(AIM) Report how many lines in the items below contain the string "blue", treating uppercase and lowercase as different. Reply with the number alone.

(TASK INPUT)

━━━━━━

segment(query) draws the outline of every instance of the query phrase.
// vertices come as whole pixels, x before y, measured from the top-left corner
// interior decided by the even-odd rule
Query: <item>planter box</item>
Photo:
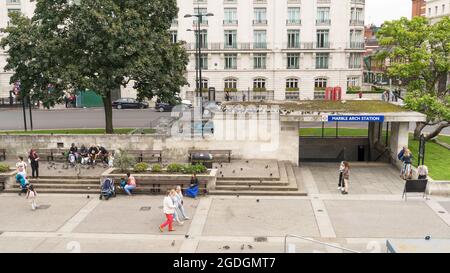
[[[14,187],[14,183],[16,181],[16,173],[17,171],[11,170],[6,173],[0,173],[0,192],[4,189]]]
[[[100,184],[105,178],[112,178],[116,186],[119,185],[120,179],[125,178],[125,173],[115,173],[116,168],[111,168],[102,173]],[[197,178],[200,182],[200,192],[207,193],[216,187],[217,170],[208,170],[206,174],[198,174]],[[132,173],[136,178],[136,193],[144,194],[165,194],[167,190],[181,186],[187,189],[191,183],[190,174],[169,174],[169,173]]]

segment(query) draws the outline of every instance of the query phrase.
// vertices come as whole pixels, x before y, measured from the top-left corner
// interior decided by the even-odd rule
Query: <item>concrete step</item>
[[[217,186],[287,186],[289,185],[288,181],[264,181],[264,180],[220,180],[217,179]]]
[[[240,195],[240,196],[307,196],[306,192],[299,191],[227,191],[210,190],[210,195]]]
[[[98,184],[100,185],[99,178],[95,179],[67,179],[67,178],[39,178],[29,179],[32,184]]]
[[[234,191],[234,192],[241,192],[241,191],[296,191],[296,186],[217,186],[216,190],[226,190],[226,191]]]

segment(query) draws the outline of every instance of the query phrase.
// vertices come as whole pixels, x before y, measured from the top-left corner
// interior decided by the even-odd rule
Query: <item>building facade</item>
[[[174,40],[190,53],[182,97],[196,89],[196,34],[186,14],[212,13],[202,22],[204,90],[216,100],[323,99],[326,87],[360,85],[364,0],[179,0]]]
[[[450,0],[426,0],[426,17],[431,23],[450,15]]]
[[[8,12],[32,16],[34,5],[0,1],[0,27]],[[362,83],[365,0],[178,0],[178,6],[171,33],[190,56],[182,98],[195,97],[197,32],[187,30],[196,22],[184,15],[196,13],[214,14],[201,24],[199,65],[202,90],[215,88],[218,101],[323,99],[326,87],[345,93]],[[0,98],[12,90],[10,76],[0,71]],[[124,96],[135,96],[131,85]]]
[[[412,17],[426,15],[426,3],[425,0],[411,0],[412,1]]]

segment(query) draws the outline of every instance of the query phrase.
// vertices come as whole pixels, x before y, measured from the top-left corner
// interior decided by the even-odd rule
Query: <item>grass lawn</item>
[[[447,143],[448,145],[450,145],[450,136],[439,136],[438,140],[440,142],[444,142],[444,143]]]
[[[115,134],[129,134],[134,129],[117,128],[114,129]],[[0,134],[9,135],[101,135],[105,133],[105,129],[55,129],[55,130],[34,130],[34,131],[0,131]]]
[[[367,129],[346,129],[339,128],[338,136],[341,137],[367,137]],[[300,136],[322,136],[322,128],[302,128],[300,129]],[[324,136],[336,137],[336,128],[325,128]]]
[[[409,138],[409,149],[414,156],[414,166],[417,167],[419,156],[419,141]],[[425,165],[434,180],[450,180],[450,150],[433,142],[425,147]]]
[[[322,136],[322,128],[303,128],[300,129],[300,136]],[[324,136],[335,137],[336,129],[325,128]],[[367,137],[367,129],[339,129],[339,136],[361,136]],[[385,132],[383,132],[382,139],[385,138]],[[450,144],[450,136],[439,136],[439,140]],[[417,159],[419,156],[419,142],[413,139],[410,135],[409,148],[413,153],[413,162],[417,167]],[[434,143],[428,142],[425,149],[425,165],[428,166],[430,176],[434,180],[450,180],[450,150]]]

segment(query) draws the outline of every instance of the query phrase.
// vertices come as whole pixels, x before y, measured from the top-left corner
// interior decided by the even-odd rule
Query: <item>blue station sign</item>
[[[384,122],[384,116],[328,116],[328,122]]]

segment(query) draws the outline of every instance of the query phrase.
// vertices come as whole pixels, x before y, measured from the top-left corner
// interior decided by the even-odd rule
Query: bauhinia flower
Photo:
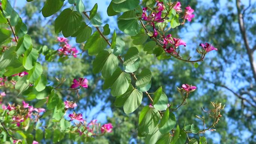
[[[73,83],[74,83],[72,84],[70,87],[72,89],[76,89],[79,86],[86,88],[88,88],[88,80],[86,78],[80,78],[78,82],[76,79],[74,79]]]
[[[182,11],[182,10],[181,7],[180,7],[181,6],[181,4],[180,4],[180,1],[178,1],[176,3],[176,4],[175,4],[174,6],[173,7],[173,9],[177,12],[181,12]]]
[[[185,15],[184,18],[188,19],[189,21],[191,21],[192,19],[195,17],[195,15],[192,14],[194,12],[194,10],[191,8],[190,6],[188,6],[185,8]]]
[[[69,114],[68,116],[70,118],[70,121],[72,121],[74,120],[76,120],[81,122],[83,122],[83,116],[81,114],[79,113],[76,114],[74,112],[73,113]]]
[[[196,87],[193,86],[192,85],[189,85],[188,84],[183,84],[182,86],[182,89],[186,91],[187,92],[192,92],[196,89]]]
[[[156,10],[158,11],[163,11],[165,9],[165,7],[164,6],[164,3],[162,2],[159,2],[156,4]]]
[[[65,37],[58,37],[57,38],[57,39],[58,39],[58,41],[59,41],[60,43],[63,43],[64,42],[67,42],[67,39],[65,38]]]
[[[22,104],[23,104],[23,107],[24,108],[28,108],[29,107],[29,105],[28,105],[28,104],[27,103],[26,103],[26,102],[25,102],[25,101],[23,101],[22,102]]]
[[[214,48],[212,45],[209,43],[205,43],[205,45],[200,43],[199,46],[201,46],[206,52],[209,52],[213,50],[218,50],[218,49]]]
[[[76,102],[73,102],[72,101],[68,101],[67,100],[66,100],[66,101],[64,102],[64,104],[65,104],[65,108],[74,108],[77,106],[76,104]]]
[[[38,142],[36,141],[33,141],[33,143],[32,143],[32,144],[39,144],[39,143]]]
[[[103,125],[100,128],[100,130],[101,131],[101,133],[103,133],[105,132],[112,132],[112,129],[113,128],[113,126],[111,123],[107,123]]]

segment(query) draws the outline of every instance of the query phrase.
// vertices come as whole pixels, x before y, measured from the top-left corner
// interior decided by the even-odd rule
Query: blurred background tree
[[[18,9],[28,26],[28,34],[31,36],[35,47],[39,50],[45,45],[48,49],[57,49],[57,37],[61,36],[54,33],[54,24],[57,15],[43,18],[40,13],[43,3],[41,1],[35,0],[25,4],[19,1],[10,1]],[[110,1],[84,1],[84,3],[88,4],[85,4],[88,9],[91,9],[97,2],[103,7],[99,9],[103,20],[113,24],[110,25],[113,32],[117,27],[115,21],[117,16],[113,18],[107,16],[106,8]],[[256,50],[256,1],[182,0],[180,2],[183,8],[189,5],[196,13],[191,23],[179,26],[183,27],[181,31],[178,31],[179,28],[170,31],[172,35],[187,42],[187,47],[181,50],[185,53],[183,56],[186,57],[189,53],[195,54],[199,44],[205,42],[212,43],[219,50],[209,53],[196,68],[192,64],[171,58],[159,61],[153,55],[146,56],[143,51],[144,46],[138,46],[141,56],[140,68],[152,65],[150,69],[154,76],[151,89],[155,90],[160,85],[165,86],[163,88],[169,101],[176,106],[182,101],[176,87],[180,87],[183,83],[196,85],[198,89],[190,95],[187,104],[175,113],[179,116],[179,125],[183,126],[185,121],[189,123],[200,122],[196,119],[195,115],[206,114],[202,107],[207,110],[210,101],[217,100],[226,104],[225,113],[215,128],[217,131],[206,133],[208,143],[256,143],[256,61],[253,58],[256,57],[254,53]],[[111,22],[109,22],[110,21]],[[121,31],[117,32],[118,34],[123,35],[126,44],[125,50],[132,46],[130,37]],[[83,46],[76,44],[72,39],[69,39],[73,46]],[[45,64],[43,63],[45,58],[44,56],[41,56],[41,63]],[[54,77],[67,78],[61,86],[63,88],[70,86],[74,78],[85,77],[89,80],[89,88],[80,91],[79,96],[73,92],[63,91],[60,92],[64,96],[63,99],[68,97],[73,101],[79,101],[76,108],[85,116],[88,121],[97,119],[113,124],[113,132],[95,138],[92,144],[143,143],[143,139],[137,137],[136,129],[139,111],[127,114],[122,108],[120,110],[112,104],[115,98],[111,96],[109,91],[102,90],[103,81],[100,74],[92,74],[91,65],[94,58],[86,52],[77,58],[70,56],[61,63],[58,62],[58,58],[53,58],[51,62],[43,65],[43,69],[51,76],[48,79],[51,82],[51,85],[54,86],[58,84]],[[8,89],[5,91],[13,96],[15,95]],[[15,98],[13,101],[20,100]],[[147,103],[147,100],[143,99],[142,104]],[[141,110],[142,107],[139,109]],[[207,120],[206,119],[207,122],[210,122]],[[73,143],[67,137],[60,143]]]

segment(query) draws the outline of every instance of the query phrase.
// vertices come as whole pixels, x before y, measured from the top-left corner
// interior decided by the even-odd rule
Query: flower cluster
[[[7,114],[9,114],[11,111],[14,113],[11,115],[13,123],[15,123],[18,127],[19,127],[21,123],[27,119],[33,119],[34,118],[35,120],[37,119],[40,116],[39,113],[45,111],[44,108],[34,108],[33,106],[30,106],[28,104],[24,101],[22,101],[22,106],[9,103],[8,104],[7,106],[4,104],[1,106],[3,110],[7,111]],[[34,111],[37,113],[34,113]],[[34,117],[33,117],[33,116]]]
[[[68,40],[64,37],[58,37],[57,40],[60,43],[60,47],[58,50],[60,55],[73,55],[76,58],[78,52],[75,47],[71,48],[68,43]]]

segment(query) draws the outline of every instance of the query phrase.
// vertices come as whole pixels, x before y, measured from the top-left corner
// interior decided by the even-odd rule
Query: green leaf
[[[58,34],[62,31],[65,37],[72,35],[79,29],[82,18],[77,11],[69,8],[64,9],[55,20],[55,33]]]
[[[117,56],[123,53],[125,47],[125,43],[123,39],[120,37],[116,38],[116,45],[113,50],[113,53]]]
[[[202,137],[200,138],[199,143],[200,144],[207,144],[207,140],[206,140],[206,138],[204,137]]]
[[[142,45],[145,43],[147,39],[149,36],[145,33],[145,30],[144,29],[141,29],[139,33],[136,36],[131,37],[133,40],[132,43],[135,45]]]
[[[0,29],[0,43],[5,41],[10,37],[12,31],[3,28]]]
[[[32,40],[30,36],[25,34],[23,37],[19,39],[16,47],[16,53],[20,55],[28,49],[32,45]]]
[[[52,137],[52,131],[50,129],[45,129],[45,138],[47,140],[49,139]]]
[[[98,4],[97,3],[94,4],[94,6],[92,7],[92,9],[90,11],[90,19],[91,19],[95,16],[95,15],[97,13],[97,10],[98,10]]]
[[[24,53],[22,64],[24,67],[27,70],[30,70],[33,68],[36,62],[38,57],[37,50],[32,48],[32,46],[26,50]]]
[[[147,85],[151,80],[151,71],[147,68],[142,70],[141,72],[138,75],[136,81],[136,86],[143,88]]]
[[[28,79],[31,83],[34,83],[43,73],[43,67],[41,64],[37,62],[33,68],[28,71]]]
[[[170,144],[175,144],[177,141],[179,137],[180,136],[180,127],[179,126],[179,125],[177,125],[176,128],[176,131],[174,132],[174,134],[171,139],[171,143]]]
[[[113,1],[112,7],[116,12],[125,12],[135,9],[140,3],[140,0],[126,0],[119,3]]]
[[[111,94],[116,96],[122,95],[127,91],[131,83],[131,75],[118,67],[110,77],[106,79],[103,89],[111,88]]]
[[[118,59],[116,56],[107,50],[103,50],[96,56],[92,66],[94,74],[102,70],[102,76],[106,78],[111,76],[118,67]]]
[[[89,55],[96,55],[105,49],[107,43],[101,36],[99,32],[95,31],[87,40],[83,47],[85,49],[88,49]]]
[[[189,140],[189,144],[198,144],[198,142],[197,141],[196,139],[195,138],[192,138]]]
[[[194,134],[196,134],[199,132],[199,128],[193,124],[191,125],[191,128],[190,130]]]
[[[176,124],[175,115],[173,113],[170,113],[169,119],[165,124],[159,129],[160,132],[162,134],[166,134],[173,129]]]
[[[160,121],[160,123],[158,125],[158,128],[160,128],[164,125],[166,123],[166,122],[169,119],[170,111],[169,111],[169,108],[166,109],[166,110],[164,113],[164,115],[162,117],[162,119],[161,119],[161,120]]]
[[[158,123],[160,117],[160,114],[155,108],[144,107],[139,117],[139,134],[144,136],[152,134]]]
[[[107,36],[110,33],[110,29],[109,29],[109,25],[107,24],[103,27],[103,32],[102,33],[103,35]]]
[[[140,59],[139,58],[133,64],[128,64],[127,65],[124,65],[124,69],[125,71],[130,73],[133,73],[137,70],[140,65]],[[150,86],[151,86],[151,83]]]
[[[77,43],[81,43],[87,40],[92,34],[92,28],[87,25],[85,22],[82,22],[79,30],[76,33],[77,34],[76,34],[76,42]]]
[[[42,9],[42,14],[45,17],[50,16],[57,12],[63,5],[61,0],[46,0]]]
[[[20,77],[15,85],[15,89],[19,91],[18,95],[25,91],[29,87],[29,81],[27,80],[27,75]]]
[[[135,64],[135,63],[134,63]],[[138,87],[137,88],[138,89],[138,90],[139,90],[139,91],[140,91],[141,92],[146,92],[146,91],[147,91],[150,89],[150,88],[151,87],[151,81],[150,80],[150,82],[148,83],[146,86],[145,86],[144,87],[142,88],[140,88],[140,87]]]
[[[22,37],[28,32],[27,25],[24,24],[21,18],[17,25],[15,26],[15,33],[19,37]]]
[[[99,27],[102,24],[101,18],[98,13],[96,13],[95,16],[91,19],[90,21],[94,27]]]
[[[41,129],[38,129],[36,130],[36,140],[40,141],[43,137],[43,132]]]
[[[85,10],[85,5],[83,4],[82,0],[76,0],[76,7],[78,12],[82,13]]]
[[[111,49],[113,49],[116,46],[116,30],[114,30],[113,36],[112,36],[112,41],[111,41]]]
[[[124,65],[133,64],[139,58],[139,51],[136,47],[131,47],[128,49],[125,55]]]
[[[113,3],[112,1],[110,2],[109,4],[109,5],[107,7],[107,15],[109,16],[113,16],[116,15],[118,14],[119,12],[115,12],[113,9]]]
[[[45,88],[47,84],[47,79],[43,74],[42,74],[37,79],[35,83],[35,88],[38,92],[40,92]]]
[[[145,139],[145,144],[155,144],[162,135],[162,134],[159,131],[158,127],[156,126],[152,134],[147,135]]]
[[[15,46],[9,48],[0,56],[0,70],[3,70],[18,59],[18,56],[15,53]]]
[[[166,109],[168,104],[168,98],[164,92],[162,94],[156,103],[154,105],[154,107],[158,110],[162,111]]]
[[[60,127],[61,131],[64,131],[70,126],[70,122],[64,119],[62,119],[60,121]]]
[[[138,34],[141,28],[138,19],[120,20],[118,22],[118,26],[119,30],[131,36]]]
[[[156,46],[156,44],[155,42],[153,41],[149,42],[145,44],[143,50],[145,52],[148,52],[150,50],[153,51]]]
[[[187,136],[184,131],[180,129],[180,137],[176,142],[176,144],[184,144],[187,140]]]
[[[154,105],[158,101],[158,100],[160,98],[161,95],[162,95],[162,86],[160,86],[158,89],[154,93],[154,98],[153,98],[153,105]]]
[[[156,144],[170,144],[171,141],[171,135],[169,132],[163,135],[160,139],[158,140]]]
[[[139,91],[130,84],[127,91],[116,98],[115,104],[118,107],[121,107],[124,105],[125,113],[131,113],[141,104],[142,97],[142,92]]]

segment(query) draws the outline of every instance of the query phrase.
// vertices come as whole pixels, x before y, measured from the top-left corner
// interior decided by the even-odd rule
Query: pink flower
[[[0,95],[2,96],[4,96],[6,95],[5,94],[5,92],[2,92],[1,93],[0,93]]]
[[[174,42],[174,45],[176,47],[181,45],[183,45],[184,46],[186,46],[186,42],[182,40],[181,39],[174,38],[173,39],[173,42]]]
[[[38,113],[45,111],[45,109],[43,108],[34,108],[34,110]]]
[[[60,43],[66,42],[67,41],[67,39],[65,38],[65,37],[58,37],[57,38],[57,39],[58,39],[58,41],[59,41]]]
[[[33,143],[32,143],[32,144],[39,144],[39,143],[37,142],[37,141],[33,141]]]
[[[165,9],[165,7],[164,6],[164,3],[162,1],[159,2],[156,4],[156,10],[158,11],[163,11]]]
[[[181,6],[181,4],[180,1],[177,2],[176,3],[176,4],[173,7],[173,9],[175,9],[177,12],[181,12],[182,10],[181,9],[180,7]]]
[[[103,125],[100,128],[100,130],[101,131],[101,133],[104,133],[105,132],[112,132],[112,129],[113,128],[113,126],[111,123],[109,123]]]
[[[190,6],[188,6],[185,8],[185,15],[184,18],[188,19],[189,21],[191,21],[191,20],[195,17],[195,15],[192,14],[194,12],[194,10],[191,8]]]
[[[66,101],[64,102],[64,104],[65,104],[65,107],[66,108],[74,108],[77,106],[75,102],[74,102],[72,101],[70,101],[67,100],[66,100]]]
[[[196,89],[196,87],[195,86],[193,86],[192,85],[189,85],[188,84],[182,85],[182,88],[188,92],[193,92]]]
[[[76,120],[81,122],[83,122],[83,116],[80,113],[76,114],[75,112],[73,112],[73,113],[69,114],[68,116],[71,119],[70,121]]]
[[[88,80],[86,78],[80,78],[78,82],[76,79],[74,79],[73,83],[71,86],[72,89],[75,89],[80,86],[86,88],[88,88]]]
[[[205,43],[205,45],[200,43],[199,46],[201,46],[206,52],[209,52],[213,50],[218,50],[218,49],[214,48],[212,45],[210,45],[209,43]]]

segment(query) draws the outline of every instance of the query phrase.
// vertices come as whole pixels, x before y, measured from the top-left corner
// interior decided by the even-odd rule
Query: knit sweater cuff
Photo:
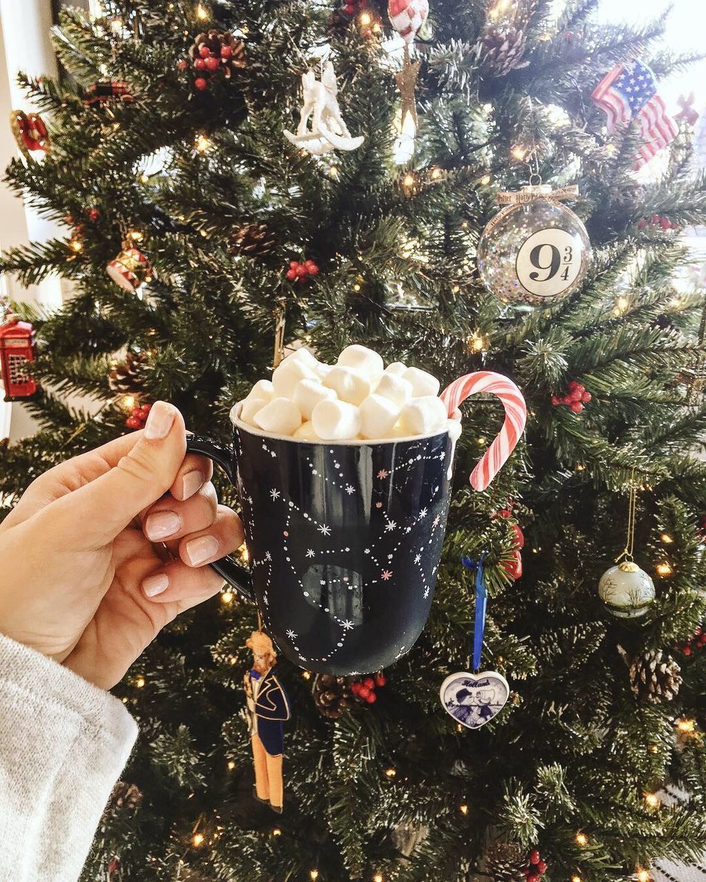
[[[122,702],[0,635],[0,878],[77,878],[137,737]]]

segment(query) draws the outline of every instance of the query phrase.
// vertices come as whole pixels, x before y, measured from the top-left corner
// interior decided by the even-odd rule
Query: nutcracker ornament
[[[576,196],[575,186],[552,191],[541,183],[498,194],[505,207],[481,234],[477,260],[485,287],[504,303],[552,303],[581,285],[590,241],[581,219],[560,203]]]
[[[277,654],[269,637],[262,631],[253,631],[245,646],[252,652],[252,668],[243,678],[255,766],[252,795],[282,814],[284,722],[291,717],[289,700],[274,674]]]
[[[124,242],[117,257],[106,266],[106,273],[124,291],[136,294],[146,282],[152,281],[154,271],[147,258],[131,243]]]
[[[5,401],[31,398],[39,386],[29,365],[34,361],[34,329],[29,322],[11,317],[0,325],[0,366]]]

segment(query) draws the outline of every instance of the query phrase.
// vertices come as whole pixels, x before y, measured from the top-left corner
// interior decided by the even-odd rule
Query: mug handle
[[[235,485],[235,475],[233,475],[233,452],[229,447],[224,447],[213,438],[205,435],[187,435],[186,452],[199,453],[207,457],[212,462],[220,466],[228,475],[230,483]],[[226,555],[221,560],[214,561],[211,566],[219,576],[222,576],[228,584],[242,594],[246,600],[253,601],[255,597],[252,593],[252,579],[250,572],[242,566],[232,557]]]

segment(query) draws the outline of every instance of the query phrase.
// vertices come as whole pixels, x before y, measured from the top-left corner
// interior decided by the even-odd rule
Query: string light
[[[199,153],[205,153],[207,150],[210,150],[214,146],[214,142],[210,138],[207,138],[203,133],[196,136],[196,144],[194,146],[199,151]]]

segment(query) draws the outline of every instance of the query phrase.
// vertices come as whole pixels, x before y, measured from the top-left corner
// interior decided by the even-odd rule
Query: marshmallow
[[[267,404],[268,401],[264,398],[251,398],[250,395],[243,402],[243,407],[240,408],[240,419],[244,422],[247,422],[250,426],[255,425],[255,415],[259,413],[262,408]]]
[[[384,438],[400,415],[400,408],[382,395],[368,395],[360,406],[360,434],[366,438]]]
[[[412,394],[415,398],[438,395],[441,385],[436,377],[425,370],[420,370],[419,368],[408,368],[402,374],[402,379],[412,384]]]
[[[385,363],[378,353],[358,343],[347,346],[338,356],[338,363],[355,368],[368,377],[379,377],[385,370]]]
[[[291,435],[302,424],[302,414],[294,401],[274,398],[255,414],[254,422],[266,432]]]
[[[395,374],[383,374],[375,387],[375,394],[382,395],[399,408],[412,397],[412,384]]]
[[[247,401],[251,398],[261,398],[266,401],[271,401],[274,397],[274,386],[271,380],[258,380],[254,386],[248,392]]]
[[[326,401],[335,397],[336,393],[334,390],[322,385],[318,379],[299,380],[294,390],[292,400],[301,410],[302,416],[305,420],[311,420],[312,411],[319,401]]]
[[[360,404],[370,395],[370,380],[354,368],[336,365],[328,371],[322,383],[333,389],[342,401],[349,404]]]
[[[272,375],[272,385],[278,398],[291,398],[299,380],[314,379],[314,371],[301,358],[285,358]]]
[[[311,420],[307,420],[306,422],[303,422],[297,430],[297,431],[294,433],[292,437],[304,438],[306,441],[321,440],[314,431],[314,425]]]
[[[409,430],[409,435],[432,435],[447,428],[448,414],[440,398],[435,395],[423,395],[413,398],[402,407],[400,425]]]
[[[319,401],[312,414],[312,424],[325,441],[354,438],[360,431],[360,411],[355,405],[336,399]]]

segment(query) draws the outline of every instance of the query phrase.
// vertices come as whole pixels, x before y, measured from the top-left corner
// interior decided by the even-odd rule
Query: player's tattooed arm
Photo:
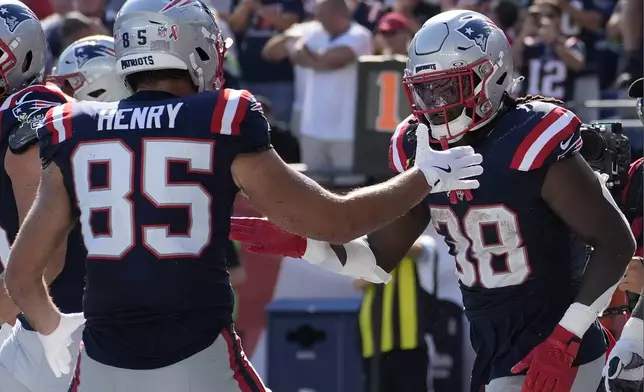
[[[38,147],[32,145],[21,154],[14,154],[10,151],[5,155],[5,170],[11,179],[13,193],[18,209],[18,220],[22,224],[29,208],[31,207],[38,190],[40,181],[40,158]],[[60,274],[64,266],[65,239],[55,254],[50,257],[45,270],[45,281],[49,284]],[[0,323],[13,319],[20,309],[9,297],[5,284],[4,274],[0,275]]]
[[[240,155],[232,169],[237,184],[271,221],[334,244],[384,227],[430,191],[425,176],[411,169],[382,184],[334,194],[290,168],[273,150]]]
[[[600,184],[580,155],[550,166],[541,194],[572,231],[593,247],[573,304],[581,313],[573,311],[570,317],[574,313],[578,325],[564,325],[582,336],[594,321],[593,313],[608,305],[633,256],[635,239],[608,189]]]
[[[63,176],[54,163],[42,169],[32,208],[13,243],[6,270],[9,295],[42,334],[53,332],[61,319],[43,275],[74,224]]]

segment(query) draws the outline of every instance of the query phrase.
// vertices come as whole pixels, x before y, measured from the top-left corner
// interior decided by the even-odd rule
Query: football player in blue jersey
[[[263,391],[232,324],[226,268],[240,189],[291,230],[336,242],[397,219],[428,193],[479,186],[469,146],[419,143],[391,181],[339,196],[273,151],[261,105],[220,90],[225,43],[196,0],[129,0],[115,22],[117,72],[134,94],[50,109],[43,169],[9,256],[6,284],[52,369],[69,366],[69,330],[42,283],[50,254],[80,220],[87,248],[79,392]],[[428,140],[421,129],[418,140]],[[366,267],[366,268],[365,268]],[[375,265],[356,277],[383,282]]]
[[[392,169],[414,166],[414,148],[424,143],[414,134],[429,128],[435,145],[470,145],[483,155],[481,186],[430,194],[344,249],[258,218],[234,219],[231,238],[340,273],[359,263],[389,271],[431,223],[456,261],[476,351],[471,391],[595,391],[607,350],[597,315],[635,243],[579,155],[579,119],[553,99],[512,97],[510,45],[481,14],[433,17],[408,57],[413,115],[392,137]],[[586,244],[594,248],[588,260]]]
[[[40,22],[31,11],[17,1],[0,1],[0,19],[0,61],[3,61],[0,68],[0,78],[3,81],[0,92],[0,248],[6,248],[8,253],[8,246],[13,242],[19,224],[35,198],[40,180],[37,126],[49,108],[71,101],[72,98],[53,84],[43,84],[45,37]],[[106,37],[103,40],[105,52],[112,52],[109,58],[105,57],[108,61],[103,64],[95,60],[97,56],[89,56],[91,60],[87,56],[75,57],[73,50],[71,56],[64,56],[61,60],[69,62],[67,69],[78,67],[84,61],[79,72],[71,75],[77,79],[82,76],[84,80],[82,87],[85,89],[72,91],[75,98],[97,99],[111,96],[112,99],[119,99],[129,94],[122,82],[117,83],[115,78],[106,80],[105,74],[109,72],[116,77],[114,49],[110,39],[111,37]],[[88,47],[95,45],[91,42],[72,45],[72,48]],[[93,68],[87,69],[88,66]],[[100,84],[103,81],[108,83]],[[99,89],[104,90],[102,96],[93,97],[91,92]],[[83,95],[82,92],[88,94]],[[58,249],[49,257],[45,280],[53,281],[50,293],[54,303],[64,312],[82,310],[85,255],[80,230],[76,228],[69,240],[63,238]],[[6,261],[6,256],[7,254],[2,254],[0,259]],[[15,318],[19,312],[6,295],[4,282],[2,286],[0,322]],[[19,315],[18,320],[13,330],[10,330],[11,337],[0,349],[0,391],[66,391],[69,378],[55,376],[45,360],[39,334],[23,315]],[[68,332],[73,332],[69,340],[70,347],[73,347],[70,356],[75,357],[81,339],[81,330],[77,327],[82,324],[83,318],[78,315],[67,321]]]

━━━━━━

(FINISHED ANSWER) 2